Stored data entries:
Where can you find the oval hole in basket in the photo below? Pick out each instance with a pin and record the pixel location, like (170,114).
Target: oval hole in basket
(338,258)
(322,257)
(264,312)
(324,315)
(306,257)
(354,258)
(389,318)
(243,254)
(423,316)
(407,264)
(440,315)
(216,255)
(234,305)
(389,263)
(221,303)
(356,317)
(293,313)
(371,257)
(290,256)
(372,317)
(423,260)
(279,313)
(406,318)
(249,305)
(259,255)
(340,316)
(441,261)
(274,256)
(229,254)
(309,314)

▶ _TASK OBJECTIVE_
Output each entry precisely as given.

▶ _TASK OUTPUT_
Where can you find the oval hole in basket in the photo below? Pick out each instance with a pin and record the pixel location, like (170,114).
Target: oval hole in basket
(338,258)
(322,257)
(264,312)
(324,315)
(306,257)
(354,258)
(389,318)
(243,254)
(423,316)
(407,264)
(440,315)
(216,255)
(234,305)
(389,263)
(221,303)
(356,317)
(293,313)
(371,257)
(290,256)
(372,317)
(423,260)
(279,313)
(406,318)
(249,305)
(259,255)
(340,316)
(441,261)
(274,256)
(229,254)
(309,314)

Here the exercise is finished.